• Written problem: Every record here should be printed again exactly.

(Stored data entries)

☆ ☆ ☆ ☆ ☆

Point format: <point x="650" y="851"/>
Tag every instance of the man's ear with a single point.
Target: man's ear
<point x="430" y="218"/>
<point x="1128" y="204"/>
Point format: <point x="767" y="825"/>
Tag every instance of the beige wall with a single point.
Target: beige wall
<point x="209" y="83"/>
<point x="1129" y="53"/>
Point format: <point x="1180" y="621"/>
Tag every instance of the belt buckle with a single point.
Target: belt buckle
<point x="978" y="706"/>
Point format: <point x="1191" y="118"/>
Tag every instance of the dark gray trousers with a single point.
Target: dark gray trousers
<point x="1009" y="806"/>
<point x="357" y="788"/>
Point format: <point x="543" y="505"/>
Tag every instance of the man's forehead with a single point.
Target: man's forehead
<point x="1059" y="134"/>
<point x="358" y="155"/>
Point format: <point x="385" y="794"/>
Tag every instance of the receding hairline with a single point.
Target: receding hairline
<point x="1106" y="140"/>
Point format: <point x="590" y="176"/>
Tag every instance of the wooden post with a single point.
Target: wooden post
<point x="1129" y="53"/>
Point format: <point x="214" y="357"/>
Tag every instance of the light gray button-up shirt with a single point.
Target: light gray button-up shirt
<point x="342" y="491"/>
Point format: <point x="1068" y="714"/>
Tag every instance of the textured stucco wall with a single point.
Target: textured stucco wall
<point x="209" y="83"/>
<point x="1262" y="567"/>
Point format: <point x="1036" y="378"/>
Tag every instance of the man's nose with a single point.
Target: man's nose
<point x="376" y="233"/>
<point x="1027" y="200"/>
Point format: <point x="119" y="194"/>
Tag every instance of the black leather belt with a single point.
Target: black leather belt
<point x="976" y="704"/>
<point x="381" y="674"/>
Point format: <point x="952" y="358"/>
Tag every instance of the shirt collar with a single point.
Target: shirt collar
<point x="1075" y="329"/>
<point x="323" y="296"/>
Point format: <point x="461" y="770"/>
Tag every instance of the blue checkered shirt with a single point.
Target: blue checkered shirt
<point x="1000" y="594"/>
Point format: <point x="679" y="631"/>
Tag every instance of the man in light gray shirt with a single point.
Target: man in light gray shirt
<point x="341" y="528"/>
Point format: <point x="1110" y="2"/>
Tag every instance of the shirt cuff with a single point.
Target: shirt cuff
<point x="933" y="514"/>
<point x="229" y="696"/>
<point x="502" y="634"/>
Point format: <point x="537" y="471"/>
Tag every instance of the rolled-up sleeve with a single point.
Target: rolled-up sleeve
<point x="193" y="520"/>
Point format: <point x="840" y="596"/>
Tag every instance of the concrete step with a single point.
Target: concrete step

☆ ☆ ☆ ☆ ☆

• Written response:
Point format: <point x="650" y="851"/>
Tag every instance of the man's ear with a single point.
Target: man's ear
<point x="430" y="218"/>
<point x="1128" y="204"/>
Point format: <point x="767" y="825"/>
Tag every instance of the beige wall with a single point.
Target: beige wall
<point x="209" y="83"/>
<point x="1129" y="53"/>
Point format: <point x="1180" y="621"/>
Tag every instance of the belt buckle with a single point.
Target: belt buckle
<point x="978" y="706"/>
Point format: <point x="1191" y="118"/>
Tag every instance of the dark gray trousers with a single point.
Target: dark gray trousers
<point x="1009" y="806"/>
<point x="357" y="788"/>
Point format: <point x="543" y="505"/>
Tag every instance of the man's forehead with a single point.
Target: man's forehead
<point x="1059" y="134"/>
<point x="358" y="155"/>
Point format: <point x="385" y="794"/>
Tag every instance of the receding hairline with a single point.
Target: receding hairline
<point x="1106" y="140"/>
Point format: <point x="590" y="176"/>
Tag every instance of the wooden post with a single point.
Target: wooden post
<point x="1129" y="53"/>
Point format: <point x="214" y="357"/>
Tag every instance of the light gray button-up shirt with a single point.
Target: light gray button-up shirt
<point x="342" y="491"/>
Point format: <point x="1068" y="714"/>
Tag every instance of the textured stucco wall with a single point.
Target: textured stucco wall
<point x="209" y="83"/>
<point x="1262" y="567"/>
Point format: <point x="1036" y="378"/>
Tag every instance of the man's nose with a single point.
Target: man's nose
<point x="376" y="233"/>
<point x="1027" y="200"/>
Point format: <point x="119" y="194"/>
Tag every instance of the black leather belt with a single point.
Target: black leather belt
<point x="976" y="704"/>
<point x="381" y="674"/>
Point format: <point x="952" y="358"/>
Tag every instance of the shirt collar with a single point.
Target: shirt collar
<point x="1075" y="329"/>
<point x="323" y="296"/>
Point format: <point x="461" y="770"/>
Tag every instance of the blue checkered shirt with a single point.
Target: blue checkered shirt
<point x="1000" y="594"/>
Point format: <point x="679" y="631"/>
Tag every instance of the man in light gray shirt with a single point.
Target: man in light gray shirt
<point x="341" y="528"/>
Point format: <point x="1110" y="2"/>
Tag every instance of the shirt cuff with a single point.
Target: shirt cuff
<point x="933" y="514"/>
<point x="229" y="696"/>
<point x="502" y="634"/>
Point format: <point x="537" y="471"/>
Tag every instance of the rolled-up sleeve with a single point.
Target: rolled-up sleeve
<point x="193" y="520"/>
Point format: <point x="840" y="596"/>
Tag every instance of the concrete step with a single point.
Target: concrete step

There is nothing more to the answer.